Условия заданий >>
[1] Перепишите отрывок текста о Хармсе от слов «С первых же» до слов «бегство в Москву.», поставив «С. Я. Маршака» вместо «Маршака».
[2] В какой город, согласно тексту о Хармсе, он вскоре после тюрьмы попал в ссылку?

Предоставленный текст >>
С первых же допросов Хармсу стало ясно, что вовсе не обэриутские поэтические выступления и не злобная реакция на них советской прессы стали причиной ареста. Ленинградское ГПУ создавало дело детского сектора Госиздата — поэтому на допросах речь шла прежде всего о работе Хармса, Введенского и других в детской литературе, а их «взрослое» творчество, которое постоянно именовалось «заумным», оказалось для следователей лишним удобным поводом для «доказательства» антисоветского образа мышления арестованных. Судя по всему, изначально планировалось не только разгромить весь детский сектор издательства, но и добраться до Маршака, который, видимо, и был главной целью сфабрикованного дела. Почему ГПУ не удалось добиться своего, понять трудно, но факт остается фактом: окончательный разгром детища Маршака был отложен до 1937 года, и до того же года отложилось его фактическое бегство в Москву.
Сейчас все протоколы допросов опубликованы, но читать их весьма тяжело. Мы знаем, какие пытки применялись к подследственным во второй половине 1930-х годов, знаем также, что процесс введения в следствие «специальных методов» вовсю пошел после убийства Кирова. Но в конце 1931-го — начале 1932 года подследственных еще не били, не применяли «стойки», не лишали сутками сна и даже не заставляли спать по очереди в битком набитой камере. Впоследствии Хармс неоднократно шокировал своих знакомых, называя время, проведенное в тюрьме, «прекрасным» и «замечательным» и заявляя, что предпочитает ДПЗ городу Курску, куда он в скором времени попал в ссылку. Разумеется, имелся в виду некий парадокс, о котором он напишет в дневнике в декабре 1936 года: «Я был наиболее счастлив, когда у меня отняли перо и бумагу и запретили что-либо делать. У меня не было тревоги, что я не делаю чего-то по своей вине. Совесть была спокойна, и я был счастлив. Это было, когда я сидел в тюрьме. Но если бы меня спросили, не хочу ли я опять туда или в положение, подобное тюрьме, я сказал бы: нет, НЕ ХОЧУ». Но сама возможность подобного парадокса, конечно, косвенно доказывает относительно сносный характер существования арестованных в ДПЗ во время предварительного следствия в декабре 1931-го — январе 1932 года — по сравнению с тем, что творилось уже четырьмя-пятью годами позже.

Исходные данные >>
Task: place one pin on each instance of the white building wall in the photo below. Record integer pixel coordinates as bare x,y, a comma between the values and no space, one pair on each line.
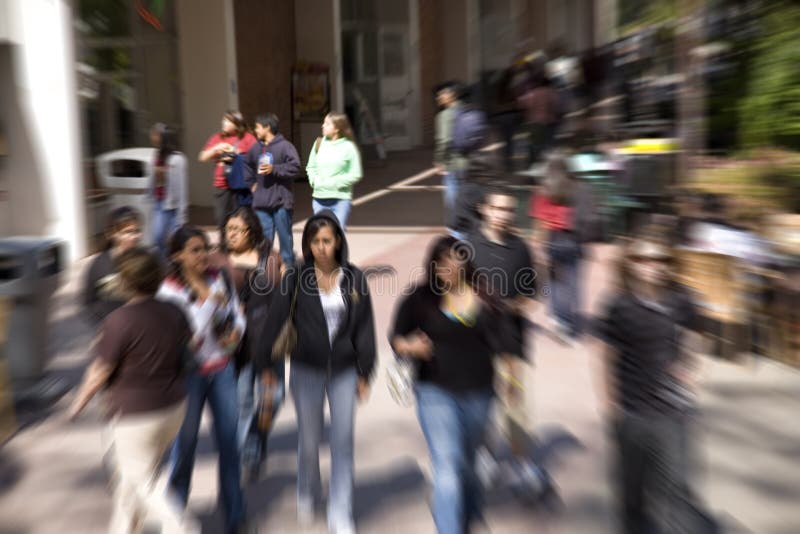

Полные ответы >>
[1]
С первых же допросов Хармсу стало ясно, что вовсе не обэриутские поэтические выступления и не злобная реакция на них советской прессы стали причиной ареста. Ленинградское ГПУ создавало дело детского сектора Госиздата — поэтому на допросах речь шла прежде всего о работе Хармса, Введенского и других в детской литературе, а их «взрослое» творчество, которое постоянно именовалось «заумным», оказалось для следователей лишним удобным поводом для «доказательства» антисоветского образа мышления арестованных. Судя по всему, изначально планировалось не только разгромить весь детский сектор издательства, но и добраться до С. Я. Маршака, который, видимо, и был главной целью сфабрикованного дела. Почему ГПУ не удалось добиться своего, понять трудно, но факт остается фактом: окончательный разгром детища С. Я. Маршака был отложен до 1937 года, и до того же года отложилось его фактическое бегство в Москву.

[2] В Курск.